== WRITTEN TASK 1 ==
Answer these questions about the lesson on integrating logarithmic functions:
(a) In the integration by parts for ln(x), what is g'(x) set equal to?
(b) Which identity does the lesson use to rewrite log x?
(c) In the example with ln(2x+3), what is u set equal to?
== WRITTEN TASK 2 ==
Which integrals does the lesson on integrating logarithmic functions ask the reader to evaluate? List them all.
== WRITTEN TASK 3 ==
Carry on the lesson on integrating logarithmic functions from its final line.

— START TEXT BLOCK —

Integration of Logarithmic Functions

The derivative of the logarithm \( \ln x \) is \( \frac{1}{x} \), but what is the antiderivative? This turns out to be a little trickier, and has to be done using a clever integration by parts.

The logarithm is a basic function from which many other functions are built, so learning to integrate it substantially broadens the kinds of integrals we can tackle.

Integrating \( \ln x \)

\[\int \ln(x)\ dx = x\ln (x) - x + C\]

In the equation above, \(C\) is the constant of integration, and this notation \(C\) will be used throughout the wiki.

For this solution, we will use integration by parts:

\[\int f(x) g'(x)\ dx = f(x) g(x) - \int f'(x) g(x)\ dx.\]

We use \(f(x)=\ln(x)\) and \(g'(x)=1\), which means that \(g(x)=x\). Plugging these into our integration by parts formula, we get

\[ \begin{align} \int 1 \cdot \ln(x)\ dx&=x \ln(x) - \int \big(\ln(x)\big)' x\ dx\\&=x \ln(x) - \int \frac{x}{x}\ dx\\&=x \ln(x) - x + C. \end{align} \]

We can factorize a bit and get the desired formula

\[\int \ln(x)\ dx = x\big(\ln(x) - 1\big) + C.\ _\square\]

This shows that an unlikely application of an integration technique can actually be the right way forward!

Now that we know how to integrate this, let's apply the properties of logarithms to see how to work with similar problems.

Evaluate \( \displaystyle{\int \ln 2x \, dx} \).

According to the properties of logarithms, we know that

\[\ln 2x=\ln x+\ln2,\]

and thus

\[\begin{align} \int\ln2x~dx&=\int\left(\ln x+\ln2\right)~dx\\ &=\int\ln x~dx+\int\ln2~dx\\ &=x\ln x-x+x\ln2+C.\ _\square \end{align}\]

Evaluate \(\displaystyle{\int\log x~dx}.\)

According to the properties of logarithms, we have

\[\log x=\frac{\ln x}{\ln10}.\]

Hence the given integral can be rewritten as

\[\int\log x~dx=\int\frac{\ln x}{\ln10}~dx=\frac{1}{\ln10}x(\ln x-1)+C.\ _\square\]

When integrating the logarithm of a polynomial with at least two terms, the technique of \(u\)-substitution is needed. The following are some examples of integrating logarithms via U-substitution:

Evaluate \(\displaystyle{ \int \ln (2x+3) \, dx} \).

For this problem, we use \(u\)-substitution. Let \(u=2x+3.\) Then we have \(du=2dx,\) or \(dx=\frac{1}{2}du,\) and the given integral can be rewritten as follows:

\[\begin{align} \int\ln(2x+3)~dx&=\frac{1}{2}\int\ln u~du\\ &=\frac{1}{2}u(\ln u-1)+C\\ &=\frac{2x+3}{2}\big(\ln(2x+3)-1\big)+C.\ _\square \end{align}\]

Evaluate \( \displaystyle{\int \ln (x-2)^3 \, dx} \).

— END TEXT BLOCK —
— START LISTING —

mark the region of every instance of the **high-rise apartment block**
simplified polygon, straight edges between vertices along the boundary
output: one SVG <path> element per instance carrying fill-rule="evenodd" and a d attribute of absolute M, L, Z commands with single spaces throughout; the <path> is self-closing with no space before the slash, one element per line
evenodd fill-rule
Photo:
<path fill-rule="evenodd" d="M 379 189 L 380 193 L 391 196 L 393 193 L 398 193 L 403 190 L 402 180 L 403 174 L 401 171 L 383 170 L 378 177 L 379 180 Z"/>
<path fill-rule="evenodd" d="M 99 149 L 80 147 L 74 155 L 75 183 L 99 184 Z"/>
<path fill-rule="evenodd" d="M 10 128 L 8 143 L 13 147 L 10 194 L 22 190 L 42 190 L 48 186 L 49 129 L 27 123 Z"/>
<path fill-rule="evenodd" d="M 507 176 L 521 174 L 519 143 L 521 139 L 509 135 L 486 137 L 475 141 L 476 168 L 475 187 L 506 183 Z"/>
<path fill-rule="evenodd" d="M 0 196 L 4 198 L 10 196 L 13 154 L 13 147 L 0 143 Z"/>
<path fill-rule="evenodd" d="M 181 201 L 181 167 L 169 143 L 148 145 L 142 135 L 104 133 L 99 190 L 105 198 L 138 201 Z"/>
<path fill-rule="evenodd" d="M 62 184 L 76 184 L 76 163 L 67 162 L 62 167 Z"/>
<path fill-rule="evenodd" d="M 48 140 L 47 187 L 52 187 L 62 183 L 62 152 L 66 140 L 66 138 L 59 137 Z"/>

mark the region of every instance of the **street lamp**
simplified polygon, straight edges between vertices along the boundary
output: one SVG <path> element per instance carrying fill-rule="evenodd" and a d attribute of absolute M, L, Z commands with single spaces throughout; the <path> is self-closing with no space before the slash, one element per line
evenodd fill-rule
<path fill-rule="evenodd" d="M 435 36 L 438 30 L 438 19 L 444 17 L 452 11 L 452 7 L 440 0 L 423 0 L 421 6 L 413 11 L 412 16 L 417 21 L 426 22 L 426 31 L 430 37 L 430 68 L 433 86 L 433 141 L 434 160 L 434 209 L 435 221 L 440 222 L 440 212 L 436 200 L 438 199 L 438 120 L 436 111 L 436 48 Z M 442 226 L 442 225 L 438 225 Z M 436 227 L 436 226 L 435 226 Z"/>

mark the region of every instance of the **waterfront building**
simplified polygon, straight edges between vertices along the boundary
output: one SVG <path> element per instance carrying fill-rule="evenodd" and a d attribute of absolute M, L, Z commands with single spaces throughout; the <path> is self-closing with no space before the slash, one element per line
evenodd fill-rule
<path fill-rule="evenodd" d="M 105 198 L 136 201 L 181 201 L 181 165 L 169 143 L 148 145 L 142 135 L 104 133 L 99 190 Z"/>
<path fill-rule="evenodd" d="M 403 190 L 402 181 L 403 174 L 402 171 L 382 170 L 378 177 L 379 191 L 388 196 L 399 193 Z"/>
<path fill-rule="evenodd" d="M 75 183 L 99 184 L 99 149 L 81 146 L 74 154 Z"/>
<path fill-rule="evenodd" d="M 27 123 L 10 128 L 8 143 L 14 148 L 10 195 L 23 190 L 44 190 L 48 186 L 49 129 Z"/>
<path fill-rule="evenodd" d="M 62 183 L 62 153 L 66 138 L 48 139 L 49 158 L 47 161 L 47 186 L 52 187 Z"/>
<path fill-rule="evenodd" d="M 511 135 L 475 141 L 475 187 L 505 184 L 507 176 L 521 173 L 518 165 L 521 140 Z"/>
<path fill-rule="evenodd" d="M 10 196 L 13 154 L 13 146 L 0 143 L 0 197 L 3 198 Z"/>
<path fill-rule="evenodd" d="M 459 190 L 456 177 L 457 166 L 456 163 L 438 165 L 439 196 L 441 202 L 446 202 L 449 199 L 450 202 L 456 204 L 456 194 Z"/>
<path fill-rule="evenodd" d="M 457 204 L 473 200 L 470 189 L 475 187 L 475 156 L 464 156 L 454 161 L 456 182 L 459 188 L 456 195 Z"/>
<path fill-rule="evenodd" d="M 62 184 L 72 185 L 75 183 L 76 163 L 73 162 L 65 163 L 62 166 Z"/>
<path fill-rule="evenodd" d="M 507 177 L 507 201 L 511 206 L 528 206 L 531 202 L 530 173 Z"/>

— END LISTING —

== WRITTEN RESPONSE 1 ==
(a) g'(x) = 1
(b) log x = ln x / ln 10
(c) u = 2x + 3

== WRITTEN RESPONSE 2 ==
∫ ln 2x dx
∫ log x dx
∫ ln(2x + 3) dx
∫ ln(x − 2)^3 dx

== WRITTEN RESPONSE 3 ==
According to the properties of logarithms, we have

\[\int \ln (x-2)^3 \, dx=3\int\ln(x-2)~dx.\]

Now let \(u=x-2.\) Then we have \(du=dx,\) and the integral can be rewritten as follows:

\[\begin{align} \int \ln (x-2)^3 \, dx&=3\int\ln(x-2)~dx\\ &=3\int\ln u~du\\ &=3u(\ln u-1)+C\\ &=3(x-2)\big(\ln(x-2)-1\big)+C.\ _\square \end{align}\]

Integrating Functions of \( \ln x \)

We now look at examples where we're integrating functions of \( \ln x \). These problems often require familiarity with integration by parts, \(u\)-substitution and \(\ln |f|\) form.

Evaluate \( \displaystyle{\int x \ln x \, dx} \).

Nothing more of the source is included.